● RECORDS SHOWN:
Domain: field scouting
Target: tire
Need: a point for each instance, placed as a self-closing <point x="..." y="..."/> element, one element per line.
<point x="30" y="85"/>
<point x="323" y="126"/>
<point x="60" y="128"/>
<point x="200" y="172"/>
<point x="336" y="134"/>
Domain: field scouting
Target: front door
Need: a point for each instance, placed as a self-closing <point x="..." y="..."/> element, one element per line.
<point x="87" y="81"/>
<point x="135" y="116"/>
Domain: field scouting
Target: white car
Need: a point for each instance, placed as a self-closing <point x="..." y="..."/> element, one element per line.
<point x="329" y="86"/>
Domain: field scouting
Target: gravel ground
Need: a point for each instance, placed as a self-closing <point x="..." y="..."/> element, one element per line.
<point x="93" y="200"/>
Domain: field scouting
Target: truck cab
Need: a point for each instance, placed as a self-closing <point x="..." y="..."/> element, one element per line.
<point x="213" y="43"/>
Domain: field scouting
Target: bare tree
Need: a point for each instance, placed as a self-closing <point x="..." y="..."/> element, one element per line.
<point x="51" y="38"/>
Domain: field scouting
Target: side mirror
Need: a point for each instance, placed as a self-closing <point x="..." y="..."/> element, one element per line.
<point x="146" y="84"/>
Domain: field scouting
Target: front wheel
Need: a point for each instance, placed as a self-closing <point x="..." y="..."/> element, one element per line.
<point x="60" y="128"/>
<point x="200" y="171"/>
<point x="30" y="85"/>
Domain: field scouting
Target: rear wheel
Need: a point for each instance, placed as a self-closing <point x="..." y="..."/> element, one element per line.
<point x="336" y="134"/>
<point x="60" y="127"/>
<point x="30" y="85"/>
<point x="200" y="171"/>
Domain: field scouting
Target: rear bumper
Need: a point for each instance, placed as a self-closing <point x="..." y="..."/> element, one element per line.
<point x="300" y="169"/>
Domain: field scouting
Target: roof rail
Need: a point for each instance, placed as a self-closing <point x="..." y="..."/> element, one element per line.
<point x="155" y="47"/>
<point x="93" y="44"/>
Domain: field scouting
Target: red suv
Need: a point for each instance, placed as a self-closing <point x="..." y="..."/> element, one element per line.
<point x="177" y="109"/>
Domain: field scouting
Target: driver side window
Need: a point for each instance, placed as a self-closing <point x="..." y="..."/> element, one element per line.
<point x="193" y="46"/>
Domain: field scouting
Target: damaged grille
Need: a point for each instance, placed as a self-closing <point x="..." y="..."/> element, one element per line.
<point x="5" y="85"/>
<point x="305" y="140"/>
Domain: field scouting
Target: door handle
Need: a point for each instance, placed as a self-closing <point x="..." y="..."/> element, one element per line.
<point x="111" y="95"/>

● WORK REQUIRED: Repeat the records above exactly.

● TASK OUTPUT:
Domain: field scouting
Target: tire
Need: a point for each instance, placed as a self-closing <point x="..." y="..."/> element, one element per line.
<point x="30" y="85"/>
<point x="323" y="126"/>
<point x="60" y="128"/>
<point x="200" y="172"/>
<point x="336" y="134"/>
Domain: field scouting
Target: front door
Need: a point for each instance, placed as a self-closing <point x="..." y="..."/> element, one element per line.
<point x="87" y="81"/>
<point x="135" y="116"/>
Domain: field scouting
Target: white car
Need: a point for each instance, placed as a self-closing <point x="..." y="..."/> element, one element per line.
<point x="329" y="86"/>
Domain: field scouting
Target: gravel ground
Need: a point for each instance, placed as a self-closing <point x="..." y="..."/> element, one element per line.
<point x="93" y="200"/>
Domain: field scouting
Target: truck cab
Need: a point for each instance, placed as a self-closing <point x="..." y="..."/> element, one element per line.
<point x="213" y="43"/>
Domain: field scouting
Target: bare tree
Need: a point for each instance, placed as a self-closing <point x="..." y="..."/> element, one element per line.
<point x="51" y="38"/>
Domain: field scouting
Target: side mirror
Need: a point for each instance, placed as a self-closing <point x="..." y="..."/> element, one element per line.
<point x="146" y="84"/>
Domain: field scouting
Target: front wheel
Need: a point for each instance, placed as a self-closing <point x="..." y="..."/> element, one element per line.
<point x="60" y="128"/>
<point x="200" y="171"/>
<point x="30" y="85"/>
Domain: field scouting
Target: rear wheel
Need: a point for each instance, placed as a self-closing <point x="..." y="..."/> element, one element per line.
<point x="336" y="134"/>
<point x="60" y="127"/>
<point x="30" y="85"/>
<point x="200" y="171"/>
Domain: field scouting
Target: rear bumper
Need: a point for each instance, placed as a self-closing <point x="..." y="..."/> element, one element per line.
<point x="300" y="169"/>
Domain: field scouting
Target: roof rail
Need: a point for each instance, placed as a self-closing <point x="..." y="..."/> element, one element per line.
<point x="155" y="47"/>
<point x="93" y="44"/>
Domain: field scouting
Target: red suv
Need: a point for each instance, placed as a self-closing <point x="..." y="..."/> element, one element per line.
<point x="177" y="109"/>
Domain: field scouting
Target: driver side window
Need: a point for each instance, placed as a self-closing <point x="..." y="..."/> element, one element per line.
<point x="193" y="46"/>
Domain: field scouting
Target: damaged grille
Need: a point for each instance, placed as a self-closing <point x="..." y="..."/> element, one element per line.
<point x="5" y="85"/>
<point x="305" y="140"/>
Domain: field scouting
Target: door handle
Need: a point for each instance, placed as a self-closing <point x="..." y="..."/> element, one element per line.
<point x="111" y="95"/>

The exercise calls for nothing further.